Given text –
++++

The MARSEC project [Roach et al. (1993)] is based on the Spoken English Corpus [Knowles et al. (1995)], a corpus of British English that at the time was not time-aligned. The MARSEC project time-aligns the prosodic annotations,   the orthographic words , the grammatical tag of each word, and individual segments. The type of prosodic annotation  used is the ``tonetic stress mark '' type of system. Several types of accent  are recognised: low fall, high fall, low rise, high rise, low fall-rise, high fall-rise, low rise-fall, high rise-fall, low level, and high level. These may occur either on nuclear or on non-nuclear accented syllables . In addition, there is a distinction between major and minor tone-unit boundaries, and there is provision for ``markedly higher'' or ``markedly lower'' in perceived pitch . The tonetic stress mark type of system has been used for many years, and has been applied to many languages apart from English (the same is not true of the ToBI  system). However, no extensive attempts have yet been made to apply it in the field of speech technology.

The Spoken English Corpus comprises over fifty thousand words of broadcast British English in various styles, mostly monologues . Two transcribers prosodically annotated it in an auditory fashion, with no access to the F0   curve. They each transcribed half the corpus, but each also independently transcribed certain passages known as ``overlap'' passages, the purpose of which was to check on inter-transcriber consistency. Analysis of the overlap passages reveals that the consistency is fairly good, certainly in the case of major aspects such as location of accents  and direction of pitch movement   [Knowles & Alderson (1995)]. This result is especially encouraging in view of the fact that the transcription system used contains far more phonetic detail than does the ToBI  system.

++++

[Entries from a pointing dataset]
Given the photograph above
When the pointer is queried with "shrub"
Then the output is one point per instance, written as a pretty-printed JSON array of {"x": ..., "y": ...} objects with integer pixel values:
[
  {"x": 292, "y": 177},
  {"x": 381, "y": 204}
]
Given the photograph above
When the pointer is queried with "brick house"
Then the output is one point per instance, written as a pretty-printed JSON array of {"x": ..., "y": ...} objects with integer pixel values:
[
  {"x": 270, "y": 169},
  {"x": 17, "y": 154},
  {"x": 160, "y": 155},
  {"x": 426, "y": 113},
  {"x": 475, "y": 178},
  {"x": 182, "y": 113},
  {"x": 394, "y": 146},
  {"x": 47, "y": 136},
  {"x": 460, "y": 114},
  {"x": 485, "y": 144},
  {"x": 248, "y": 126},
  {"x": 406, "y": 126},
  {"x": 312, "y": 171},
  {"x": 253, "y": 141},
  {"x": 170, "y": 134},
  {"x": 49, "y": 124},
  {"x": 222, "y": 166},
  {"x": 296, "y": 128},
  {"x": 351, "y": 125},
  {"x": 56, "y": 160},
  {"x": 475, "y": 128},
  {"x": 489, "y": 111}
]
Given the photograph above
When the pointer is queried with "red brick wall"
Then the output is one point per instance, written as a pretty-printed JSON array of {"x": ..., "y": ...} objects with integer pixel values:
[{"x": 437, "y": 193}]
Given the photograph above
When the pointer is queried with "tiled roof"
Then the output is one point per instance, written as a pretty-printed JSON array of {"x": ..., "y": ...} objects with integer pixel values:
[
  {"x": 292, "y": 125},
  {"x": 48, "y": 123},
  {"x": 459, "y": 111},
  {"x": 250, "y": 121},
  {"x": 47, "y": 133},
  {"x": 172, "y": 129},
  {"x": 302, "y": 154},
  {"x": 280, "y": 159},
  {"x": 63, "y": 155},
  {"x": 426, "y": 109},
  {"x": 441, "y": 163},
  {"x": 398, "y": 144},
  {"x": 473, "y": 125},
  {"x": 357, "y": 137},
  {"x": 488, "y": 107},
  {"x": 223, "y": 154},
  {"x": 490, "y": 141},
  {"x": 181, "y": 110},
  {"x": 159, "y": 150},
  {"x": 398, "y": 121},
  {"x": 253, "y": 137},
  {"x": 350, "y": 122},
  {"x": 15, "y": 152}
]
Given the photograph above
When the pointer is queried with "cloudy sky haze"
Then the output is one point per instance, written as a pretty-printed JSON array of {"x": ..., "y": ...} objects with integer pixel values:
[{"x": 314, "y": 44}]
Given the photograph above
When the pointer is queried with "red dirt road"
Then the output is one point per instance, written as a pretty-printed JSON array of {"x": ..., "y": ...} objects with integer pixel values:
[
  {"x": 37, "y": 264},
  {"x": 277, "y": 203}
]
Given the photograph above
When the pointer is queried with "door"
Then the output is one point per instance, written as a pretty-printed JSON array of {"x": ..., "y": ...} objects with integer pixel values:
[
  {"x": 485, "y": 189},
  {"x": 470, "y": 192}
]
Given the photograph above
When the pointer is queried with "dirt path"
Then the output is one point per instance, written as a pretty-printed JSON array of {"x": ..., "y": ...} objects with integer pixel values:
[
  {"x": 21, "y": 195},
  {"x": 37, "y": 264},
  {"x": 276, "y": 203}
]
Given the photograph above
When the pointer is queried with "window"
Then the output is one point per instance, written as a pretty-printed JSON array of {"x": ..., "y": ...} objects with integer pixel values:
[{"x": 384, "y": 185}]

++++

Answer these questions using the text on the MARSEC project.
(a) What type of prosodic annotation system does the MARSEC project use?
(b) How many words does the Spoken English Corpus comprise?
(c) What was the purpose of the "overlap" passages?

Solved problem –
(a) The "tonetic stress mark" type of system.
(b) Over fifty thousand words of broadcast British English.
(c) To check on inter-transcriber consistency.